■ Your objective: State how many lines in the records below contain the string "reflection", treating uppercase and lowercase as different, and give only the number.

■ Point labeling examples:
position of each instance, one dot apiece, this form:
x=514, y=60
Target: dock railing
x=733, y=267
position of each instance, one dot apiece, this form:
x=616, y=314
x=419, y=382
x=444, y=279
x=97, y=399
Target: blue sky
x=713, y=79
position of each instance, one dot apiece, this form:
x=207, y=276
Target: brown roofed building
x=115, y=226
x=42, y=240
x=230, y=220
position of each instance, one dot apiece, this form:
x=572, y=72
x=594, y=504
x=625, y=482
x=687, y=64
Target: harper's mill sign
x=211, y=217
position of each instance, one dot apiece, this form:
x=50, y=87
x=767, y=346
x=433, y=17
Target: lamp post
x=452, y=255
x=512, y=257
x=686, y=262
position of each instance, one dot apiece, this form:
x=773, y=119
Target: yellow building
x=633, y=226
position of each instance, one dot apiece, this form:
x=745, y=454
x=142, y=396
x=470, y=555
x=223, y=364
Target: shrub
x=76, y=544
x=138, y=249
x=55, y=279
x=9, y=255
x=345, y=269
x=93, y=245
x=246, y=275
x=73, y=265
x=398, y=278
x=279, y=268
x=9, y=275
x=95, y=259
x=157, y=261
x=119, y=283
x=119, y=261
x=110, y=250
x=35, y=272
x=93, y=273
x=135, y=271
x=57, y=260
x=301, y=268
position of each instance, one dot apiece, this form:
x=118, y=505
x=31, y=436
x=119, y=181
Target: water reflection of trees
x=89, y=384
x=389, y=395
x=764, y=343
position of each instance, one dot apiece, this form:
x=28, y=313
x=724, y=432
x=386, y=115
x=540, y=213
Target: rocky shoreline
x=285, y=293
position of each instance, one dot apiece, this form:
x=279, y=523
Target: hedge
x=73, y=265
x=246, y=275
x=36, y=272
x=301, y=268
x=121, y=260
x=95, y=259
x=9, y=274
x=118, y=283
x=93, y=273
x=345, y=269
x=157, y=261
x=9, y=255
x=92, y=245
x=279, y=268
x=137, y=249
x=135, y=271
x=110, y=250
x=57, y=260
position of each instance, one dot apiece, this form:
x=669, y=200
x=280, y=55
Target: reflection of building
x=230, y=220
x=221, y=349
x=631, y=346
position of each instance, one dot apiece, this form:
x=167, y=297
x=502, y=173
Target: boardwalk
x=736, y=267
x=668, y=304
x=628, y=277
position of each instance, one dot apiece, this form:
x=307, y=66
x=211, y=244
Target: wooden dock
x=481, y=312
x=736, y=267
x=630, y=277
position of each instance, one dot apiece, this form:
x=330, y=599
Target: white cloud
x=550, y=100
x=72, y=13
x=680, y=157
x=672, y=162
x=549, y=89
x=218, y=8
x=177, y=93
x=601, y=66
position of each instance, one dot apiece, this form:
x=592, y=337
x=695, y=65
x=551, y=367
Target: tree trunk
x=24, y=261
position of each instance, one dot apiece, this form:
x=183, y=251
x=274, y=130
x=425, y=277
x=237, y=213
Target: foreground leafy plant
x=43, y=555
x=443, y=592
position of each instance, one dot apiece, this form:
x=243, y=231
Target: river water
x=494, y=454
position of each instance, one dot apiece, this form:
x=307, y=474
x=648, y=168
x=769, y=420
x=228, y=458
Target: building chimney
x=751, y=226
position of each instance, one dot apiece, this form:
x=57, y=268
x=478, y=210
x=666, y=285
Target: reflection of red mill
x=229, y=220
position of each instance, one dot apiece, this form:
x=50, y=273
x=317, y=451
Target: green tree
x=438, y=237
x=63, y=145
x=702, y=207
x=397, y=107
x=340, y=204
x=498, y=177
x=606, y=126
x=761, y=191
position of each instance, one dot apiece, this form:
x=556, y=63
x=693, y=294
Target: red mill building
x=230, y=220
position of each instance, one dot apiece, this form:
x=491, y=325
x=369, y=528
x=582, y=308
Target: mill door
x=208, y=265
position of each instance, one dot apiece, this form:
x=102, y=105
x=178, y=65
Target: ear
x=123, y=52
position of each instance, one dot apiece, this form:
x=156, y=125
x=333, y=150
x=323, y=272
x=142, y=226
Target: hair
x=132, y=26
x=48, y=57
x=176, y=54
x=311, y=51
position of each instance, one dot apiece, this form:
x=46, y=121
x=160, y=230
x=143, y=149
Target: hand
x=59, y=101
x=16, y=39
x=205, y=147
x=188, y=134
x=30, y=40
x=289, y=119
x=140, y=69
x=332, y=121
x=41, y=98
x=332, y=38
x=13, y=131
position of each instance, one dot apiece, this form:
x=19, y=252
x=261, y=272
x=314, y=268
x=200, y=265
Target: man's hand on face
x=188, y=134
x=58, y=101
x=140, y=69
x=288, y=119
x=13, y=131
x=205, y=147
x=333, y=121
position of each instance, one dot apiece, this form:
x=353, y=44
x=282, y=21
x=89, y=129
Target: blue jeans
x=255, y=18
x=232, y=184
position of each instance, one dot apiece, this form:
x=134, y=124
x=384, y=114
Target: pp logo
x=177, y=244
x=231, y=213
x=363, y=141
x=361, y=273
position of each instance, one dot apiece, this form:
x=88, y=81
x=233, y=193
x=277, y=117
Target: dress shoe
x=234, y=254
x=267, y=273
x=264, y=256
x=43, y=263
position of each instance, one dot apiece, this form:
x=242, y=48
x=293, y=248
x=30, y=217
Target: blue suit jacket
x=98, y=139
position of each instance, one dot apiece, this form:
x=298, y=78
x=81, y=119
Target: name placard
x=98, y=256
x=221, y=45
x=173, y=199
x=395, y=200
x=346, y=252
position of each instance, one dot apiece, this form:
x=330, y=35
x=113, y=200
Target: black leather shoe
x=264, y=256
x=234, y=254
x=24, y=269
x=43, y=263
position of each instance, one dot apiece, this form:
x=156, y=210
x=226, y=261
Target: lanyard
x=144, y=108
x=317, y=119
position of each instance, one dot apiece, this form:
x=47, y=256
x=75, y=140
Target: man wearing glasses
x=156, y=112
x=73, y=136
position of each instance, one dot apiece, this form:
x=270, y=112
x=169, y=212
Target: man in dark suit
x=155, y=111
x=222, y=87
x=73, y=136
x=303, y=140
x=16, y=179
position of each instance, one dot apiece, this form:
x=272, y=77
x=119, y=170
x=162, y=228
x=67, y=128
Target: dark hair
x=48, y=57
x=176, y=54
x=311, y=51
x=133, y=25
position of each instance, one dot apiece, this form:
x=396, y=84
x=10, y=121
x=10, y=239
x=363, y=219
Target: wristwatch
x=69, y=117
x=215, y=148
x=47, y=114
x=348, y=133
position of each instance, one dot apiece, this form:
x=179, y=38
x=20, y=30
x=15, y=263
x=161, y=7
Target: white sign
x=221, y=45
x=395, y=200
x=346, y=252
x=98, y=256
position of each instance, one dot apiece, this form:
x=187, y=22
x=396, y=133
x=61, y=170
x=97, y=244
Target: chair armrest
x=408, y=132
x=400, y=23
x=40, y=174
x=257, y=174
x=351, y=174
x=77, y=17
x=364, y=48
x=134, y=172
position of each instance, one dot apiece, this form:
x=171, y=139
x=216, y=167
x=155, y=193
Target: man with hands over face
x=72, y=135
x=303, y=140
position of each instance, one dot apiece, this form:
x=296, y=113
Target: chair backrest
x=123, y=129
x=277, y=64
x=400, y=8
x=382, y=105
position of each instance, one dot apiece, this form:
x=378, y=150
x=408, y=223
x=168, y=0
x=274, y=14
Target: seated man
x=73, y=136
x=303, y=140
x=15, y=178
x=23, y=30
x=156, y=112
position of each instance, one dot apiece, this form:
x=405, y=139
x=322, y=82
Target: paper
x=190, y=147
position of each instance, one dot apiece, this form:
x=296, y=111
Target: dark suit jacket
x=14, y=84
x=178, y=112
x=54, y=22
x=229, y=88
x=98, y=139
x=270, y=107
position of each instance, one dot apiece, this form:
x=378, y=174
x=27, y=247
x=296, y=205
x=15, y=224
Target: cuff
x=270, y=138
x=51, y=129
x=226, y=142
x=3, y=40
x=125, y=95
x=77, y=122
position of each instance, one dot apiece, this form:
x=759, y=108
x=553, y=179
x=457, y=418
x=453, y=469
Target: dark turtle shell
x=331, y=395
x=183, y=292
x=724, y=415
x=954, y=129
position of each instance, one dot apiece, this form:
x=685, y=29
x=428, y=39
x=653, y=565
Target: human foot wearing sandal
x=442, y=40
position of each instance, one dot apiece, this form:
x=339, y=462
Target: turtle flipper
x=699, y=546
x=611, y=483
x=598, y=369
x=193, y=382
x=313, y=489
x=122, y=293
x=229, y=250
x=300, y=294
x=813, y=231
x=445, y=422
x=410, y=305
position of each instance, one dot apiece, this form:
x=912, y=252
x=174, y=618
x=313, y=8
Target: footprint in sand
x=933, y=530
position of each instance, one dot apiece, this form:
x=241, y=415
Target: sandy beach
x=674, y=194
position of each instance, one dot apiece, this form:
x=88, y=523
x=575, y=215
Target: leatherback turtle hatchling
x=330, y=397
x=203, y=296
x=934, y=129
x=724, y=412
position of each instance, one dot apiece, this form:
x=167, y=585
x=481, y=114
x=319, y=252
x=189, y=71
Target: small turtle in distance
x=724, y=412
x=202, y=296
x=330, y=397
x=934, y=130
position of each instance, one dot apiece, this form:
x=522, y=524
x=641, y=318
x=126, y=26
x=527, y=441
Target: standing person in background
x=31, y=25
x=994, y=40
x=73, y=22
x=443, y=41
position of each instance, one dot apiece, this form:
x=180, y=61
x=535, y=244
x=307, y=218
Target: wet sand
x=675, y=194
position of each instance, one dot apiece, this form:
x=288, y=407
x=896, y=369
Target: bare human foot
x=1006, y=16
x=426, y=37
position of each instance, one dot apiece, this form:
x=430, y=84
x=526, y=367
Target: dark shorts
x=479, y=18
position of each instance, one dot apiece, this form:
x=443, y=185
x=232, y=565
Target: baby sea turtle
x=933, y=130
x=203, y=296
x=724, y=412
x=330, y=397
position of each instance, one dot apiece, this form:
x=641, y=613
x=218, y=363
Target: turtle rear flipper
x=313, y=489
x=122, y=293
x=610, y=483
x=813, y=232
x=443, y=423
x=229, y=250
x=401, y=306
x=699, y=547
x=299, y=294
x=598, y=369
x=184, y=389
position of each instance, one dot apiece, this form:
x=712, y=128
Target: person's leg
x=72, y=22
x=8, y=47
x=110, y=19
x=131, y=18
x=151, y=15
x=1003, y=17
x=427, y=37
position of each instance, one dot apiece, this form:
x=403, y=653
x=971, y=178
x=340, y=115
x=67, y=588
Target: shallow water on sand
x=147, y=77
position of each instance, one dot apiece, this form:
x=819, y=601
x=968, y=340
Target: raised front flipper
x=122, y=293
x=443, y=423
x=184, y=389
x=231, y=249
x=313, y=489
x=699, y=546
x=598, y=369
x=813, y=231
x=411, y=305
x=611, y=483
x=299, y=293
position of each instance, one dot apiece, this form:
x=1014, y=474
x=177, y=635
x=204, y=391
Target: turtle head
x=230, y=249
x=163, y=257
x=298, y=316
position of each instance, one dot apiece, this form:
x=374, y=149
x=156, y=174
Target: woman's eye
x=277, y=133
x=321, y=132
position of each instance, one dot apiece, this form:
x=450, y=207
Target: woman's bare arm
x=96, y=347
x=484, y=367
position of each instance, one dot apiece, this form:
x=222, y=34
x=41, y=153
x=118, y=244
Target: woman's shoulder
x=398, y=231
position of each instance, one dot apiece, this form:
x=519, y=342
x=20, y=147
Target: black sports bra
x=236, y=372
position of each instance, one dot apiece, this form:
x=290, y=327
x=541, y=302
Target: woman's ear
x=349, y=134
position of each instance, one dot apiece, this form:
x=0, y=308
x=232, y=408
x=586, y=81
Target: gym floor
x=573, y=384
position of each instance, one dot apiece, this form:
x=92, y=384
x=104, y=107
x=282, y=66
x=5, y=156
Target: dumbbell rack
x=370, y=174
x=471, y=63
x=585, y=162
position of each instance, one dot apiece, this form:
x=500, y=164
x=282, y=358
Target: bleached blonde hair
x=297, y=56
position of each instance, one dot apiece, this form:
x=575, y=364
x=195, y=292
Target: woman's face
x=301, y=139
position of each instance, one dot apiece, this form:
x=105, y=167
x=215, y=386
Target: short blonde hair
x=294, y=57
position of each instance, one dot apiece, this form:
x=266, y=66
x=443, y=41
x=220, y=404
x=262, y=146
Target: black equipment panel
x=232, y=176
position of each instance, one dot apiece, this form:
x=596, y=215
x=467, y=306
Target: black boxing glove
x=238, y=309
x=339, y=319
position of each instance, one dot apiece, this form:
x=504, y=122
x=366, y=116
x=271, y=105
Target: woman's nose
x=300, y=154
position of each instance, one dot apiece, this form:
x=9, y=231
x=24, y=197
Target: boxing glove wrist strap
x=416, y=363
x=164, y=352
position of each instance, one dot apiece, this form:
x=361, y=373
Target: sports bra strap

■ Reply to the task: 3